#### What the task asks:
Where a line of the records contains the word "siding", show that line.

#### Data provided:
%%
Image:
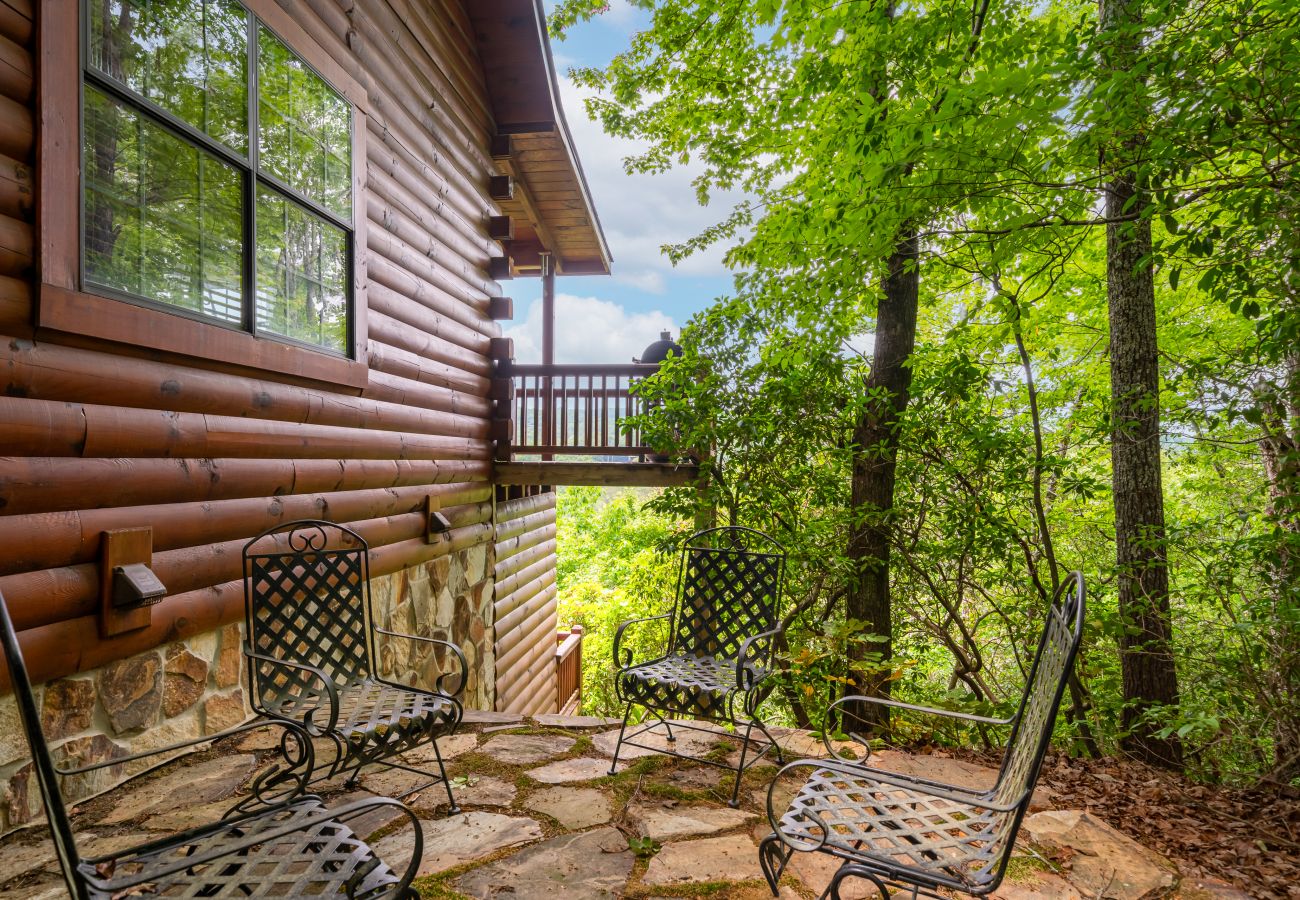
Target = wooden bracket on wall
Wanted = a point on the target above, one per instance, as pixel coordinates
(502, 350)
(501, 187)
(120, 549)
(434, 524)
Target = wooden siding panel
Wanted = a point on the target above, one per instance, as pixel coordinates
(98, 436)
(524, 605)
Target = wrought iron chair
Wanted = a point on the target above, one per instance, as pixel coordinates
(917, 835)
(722, 634)
(276, 842)
(312, 652)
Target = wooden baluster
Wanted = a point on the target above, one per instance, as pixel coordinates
(605, 411)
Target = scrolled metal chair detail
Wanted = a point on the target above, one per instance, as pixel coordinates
(722, 635)
(276, 842)
(312, 650)
(901, 833)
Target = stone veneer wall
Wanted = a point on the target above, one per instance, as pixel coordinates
(450, 598)
(195, 687)
(142, 702)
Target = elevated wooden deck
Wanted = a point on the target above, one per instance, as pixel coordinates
(575, 411)
(606, 475)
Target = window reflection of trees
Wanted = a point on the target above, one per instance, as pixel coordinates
(164, 219)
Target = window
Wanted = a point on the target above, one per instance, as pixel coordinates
(217, 172)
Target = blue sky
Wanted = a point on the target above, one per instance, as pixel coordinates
(612, 319)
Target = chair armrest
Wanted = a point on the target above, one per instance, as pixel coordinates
(302, 756)
(896, 704)
(330, 691)
(853, 770)
(618, 637)
(744, 670)
(460, 658)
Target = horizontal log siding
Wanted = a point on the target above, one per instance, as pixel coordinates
%%
#### Solution:
Target = wooden siding panel
Target = horizontal log siding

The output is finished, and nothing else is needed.